- REQUIREMENT -
Copy each line of the data below with the word "pixels".

- GIVEN RECORDS -
#####
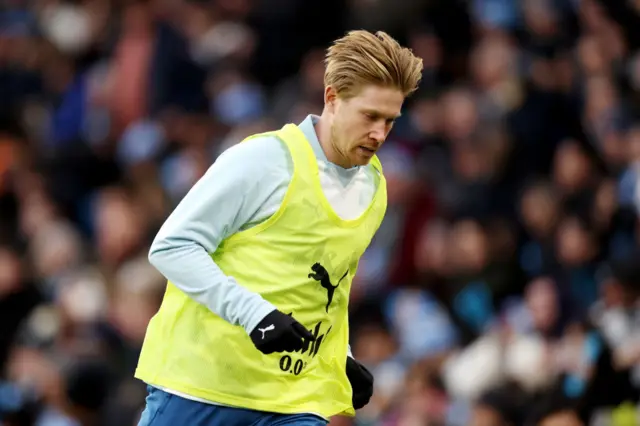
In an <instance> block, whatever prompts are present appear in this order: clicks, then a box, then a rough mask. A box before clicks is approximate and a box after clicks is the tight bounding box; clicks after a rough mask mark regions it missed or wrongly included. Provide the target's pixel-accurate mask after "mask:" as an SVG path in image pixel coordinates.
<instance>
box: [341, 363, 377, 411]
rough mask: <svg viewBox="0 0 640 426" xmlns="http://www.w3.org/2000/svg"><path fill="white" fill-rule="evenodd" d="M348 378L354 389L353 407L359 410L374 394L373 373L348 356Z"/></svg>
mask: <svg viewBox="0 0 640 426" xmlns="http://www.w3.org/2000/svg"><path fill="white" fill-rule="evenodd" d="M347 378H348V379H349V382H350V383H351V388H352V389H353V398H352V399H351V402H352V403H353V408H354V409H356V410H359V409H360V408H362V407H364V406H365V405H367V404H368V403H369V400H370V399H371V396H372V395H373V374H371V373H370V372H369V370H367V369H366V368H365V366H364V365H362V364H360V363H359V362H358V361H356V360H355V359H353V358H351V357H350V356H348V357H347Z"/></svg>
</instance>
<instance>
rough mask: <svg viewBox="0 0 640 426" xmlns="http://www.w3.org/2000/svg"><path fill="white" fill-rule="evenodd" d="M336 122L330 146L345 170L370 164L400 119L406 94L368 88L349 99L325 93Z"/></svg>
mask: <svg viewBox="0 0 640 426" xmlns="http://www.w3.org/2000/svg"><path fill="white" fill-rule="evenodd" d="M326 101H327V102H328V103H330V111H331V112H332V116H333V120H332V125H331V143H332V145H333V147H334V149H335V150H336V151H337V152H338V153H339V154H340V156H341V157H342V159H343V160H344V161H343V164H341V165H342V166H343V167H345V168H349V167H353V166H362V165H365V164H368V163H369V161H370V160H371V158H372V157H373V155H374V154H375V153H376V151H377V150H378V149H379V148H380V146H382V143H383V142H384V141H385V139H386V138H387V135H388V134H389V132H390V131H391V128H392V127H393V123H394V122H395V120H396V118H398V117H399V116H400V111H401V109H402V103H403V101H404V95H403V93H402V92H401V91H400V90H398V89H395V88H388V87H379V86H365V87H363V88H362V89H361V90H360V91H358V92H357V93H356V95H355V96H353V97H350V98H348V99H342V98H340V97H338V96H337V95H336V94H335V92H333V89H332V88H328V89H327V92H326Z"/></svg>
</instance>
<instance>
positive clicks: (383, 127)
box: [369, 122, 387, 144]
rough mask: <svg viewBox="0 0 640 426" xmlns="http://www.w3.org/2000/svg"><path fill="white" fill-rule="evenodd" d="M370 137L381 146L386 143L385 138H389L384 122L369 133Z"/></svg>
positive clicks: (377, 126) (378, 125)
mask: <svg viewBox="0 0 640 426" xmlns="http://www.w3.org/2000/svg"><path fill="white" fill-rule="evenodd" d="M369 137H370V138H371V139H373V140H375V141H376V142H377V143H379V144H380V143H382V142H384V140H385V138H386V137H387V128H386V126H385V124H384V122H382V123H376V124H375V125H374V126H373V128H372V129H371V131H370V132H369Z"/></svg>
#####
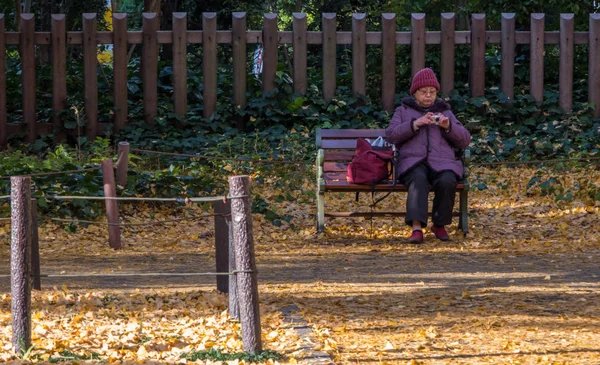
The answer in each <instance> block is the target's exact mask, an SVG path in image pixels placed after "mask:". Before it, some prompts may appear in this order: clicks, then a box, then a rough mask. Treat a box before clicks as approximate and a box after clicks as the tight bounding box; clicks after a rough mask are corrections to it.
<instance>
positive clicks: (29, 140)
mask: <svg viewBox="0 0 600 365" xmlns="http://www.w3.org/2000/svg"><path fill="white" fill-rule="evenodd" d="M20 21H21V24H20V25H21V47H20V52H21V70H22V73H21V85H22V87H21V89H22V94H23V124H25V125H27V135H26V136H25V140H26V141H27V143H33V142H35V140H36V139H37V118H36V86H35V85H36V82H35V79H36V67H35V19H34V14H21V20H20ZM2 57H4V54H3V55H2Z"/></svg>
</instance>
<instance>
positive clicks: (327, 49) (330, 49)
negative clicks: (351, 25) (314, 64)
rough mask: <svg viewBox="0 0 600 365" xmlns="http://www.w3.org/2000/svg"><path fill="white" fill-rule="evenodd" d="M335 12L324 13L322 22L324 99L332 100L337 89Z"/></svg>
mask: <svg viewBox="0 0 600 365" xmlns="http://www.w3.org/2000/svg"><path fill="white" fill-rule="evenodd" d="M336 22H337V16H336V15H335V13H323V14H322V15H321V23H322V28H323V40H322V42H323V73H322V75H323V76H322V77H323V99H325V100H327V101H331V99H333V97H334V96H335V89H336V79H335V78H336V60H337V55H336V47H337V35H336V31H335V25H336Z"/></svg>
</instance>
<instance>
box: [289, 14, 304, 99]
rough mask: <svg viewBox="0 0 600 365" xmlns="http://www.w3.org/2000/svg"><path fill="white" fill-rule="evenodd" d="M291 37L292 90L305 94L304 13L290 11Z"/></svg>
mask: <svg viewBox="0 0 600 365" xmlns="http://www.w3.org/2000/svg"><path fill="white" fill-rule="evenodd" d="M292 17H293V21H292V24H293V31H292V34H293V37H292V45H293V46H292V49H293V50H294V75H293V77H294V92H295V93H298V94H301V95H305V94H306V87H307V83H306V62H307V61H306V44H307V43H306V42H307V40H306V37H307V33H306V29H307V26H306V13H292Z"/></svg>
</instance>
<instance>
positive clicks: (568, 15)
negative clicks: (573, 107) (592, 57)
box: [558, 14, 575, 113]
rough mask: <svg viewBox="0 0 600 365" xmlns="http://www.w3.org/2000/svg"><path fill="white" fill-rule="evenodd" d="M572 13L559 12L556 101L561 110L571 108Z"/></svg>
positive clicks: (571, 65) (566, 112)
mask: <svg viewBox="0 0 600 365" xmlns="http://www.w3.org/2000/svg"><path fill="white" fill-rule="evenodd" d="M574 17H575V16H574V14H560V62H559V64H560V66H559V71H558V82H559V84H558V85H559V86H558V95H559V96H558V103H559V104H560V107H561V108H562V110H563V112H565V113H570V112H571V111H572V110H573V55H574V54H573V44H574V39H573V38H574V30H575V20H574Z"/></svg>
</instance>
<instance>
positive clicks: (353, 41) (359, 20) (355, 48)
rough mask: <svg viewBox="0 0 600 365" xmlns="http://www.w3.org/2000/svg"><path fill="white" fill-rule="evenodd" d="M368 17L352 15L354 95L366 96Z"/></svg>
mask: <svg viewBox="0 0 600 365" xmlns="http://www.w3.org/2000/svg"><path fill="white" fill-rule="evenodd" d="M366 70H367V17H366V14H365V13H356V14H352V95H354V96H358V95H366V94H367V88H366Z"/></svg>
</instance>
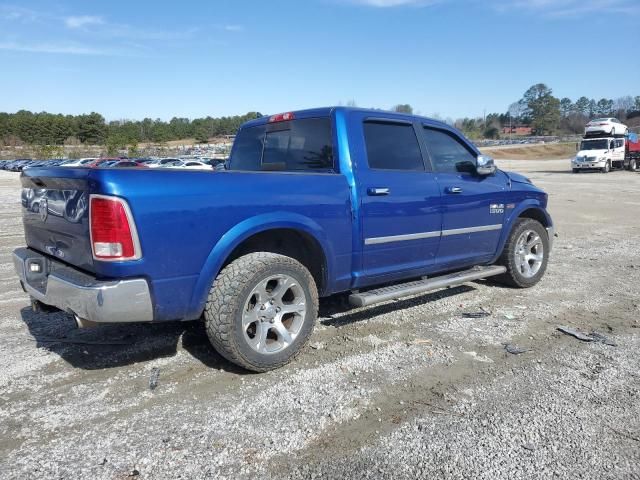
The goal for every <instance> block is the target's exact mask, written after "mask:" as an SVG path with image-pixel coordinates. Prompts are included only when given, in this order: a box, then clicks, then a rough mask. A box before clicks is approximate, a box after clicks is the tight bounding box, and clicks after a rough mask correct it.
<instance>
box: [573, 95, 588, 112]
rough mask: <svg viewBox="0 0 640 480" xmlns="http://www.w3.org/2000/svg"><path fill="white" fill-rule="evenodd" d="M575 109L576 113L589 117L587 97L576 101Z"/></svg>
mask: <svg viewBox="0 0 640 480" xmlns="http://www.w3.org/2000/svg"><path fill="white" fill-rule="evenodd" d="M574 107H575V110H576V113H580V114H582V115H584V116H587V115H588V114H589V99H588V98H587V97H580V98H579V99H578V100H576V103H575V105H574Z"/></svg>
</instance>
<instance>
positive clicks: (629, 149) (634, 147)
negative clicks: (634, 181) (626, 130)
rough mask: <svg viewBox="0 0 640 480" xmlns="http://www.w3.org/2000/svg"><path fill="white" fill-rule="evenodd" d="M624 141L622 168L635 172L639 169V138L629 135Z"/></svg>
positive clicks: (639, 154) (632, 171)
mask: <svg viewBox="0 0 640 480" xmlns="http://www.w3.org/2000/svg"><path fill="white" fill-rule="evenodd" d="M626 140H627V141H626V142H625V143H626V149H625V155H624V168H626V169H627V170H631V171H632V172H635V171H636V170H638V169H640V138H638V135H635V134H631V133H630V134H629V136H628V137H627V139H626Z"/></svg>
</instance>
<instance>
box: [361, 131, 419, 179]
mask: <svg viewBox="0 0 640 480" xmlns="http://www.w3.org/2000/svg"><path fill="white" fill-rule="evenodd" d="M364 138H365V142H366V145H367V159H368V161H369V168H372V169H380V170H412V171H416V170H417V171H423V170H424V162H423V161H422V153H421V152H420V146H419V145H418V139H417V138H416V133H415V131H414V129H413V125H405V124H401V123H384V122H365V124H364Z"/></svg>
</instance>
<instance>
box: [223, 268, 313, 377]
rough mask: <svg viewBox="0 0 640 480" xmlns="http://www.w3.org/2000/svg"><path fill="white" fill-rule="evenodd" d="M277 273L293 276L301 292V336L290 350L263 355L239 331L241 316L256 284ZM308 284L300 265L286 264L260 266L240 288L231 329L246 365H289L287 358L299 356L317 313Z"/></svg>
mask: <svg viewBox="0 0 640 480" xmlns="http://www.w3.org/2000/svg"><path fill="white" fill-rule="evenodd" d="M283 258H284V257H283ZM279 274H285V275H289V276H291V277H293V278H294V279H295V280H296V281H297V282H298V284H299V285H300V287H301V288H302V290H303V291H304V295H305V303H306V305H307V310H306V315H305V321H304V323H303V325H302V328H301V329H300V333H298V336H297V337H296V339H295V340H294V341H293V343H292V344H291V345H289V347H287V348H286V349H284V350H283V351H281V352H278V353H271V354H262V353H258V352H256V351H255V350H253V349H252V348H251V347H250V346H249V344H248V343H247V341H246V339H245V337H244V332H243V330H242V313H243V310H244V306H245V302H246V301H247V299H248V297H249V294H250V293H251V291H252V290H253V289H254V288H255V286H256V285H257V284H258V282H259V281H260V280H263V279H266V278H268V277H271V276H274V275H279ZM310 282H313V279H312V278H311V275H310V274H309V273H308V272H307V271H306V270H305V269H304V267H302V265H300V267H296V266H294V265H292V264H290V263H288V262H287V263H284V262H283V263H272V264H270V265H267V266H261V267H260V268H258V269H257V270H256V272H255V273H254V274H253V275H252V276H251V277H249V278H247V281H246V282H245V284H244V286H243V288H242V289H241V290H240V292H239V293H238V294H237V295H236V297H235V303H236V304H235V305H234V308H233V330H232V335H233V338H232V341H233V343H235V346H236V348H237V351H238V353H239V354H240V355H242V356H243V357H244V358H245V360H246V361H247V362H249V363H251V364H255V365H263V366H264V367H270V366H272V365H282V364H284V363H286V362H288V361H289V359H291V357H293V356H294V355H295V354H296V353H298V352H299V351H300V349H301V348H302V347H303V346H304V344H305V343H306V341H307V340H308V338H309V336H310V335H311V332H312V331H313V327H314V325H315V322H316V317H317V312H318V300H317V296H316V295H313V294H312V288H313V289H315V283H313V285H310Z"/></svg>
#####
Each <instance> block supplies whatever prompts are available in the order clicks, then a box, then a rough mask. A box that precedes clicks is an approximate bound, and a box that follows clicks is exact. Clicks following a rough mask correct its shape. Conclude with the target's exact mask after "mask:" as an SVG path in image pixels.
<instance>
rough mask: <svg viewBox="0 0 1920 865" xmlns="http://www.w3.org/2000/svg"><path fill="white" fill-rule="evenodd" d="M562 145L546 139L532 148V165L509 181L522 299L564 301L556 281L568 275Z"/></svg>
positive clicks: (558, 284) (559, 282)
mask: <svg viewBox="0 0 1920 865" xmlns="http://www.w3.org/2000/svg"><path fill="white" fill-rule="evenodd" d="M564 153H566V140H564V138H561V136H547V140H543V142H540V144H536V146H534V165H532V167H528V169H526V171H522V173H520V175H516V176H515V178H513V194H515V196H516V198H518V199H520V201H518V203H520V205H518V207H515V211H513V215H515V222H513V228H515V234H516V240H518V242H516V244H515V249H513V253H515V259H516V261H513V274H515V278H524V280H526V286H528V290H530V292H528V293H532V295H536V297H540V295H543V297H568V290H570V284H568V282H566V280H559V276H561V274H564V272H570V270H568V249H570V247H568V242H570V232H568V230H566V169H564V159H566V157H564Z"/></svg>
#####
- THE ANSWER -
The answer in each <instance> block is the target's exact mask, an SVG path in image pixels placed after "mask:". Before it, some prompts may appear in this order: clicks, then a box, then a rough mask. Treat a box before clicks as approximate and a box after clicks as the tight bounding box; clicks after a rough mask are corrections to it.
Each <instance> block supplies whatever prompts are available in the order clicks, then a box, then a rough mask. A box that precedes clicks is an approximate bound, and a box that follows clicks is exact. Clicks following a rough mask correct its shape. Conclude with the target's exact mask after "mask:" as an SVG path in image pixels.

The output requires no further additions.